**Given problem**
Reproduce the lines of the records below, from the line containing "Find the <item>window</item>;" through the end of the records, both ends included. Omit the pictures.

**A run of records**
━━━━━━━━━━━━━━━━

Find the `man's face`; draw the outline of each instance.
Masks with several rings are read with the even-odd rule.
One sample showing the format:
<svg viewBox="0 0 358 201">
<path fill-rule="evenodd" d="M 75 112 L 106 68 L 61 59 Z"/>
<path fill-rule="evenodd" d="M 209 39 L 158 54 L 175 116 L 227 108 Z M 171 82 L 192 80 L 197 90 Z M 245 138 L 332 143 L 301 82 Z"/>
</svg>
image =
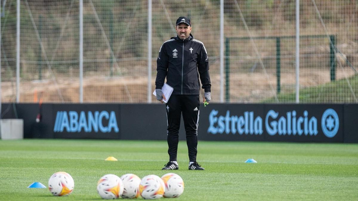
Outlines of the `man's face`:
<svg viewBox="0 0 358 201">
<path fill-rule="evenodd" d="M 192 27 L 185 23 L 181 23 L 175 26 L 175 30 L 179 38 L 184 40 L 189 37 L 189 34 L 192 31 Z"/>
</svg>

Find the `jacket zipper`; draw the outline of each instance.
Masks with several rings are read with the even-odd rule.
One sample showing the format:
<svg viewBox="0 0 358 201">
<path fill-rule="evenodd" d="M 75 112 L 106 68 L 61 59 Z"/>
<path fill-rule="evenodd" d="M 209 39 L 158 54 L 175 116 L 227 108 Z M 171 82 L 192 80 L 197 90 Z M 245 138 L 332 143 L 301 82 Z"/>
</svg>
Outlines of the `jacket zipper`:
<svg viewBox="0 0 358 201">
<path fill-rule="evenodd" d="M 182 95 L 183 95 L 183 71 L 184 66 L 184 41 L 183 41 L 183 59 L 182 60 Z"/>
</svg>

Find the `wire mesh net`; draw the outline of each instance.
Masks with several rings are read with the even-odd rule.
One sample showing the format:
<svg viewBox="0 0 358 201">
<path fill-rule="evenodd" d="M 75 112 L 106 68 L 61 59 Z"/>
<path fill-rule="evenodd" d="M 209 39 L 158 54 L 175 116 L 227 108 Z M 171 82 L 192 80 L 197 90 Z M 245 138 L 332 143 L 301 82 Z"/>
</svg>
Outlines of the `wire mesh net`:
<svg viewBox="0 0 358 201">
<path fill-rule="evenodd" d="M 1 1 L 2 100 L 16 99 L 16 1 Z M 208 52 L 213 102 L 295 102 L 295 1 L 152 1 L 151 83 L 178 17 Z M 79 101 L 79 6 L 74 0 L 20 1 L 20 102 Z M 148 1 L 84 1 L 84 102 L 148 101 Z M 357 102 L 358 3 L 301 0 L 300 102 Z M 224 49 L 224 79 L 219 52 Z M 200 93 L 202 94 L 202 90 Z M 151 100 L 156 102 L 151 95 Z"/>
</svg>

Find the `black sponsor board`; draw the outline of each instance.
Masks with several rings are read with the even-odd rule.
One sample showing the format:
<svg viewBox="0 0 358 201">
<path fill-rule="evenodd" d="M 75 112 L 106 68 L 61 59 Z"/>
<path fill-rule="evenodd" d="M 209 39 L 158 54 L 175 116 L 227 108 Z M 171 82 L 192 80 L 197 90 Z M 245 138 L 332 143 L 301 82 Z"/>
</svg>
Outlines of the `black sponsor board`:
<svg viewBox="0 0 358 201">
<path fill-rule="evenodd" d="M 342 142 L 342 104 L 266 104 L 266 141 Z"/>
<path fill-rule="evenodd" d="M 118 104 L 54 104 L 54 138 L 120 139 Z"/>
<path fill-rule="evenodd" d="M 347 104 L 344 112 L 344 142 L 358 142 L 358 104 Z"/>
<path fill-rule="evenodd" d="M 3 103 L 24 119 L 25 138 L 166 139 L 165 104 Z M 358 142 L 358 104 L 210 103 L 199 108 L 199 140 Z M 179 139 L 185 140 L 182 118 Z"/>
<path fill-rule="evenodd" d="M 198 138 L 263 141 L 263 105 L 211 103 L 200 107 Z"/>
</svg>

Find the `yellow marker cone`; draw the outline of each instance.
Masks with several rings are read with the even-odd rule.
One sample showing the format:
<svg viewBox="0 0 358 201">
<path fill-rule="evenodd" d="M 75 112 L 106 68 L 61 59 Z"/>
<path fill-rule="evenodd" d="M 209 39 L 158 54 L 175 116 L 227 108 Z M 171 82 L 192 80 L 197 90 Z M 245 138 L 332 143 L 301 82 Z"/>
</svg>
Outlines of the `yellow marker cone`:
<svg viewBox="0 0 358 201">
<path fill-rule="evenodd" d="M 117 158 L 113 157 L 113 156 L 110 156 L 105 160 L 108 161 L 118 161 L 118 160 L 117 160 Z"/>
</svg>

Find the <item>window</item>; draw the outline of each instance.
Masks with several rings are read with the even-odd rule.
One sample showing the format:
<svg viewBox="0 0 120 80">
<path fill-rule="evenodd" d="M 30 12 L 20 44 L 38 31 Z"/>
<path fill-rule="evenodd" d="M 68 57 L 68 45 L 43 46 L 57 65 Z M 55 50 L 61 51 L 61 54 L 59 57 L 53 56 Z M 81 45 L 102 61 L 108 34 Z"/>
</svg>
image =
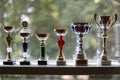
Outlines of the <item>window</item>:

━━━━━━━━━━━━━━━━

**Worked answer**
Find the <item>window</item>; draw the outline of each instance.
Masks with several rings are read with the even-odd rule.
One sample showing the format:
<svg viewBox="0 0 120 80">
<path fill-rule="evenodd" d="M 30 12 L 20 44 L 38 31 Z"/>
<path fill-rule="evenodd" d="M 68 57 L 68 45 L 43 46 L 57 65 Z M 55 50 L 61 51 L 61 54 L 59 57 L 53 56 Z M 81 45 L 102 61 L 108 34 Z"/>
</svg>
image =
Outlines of the <item>window</item>:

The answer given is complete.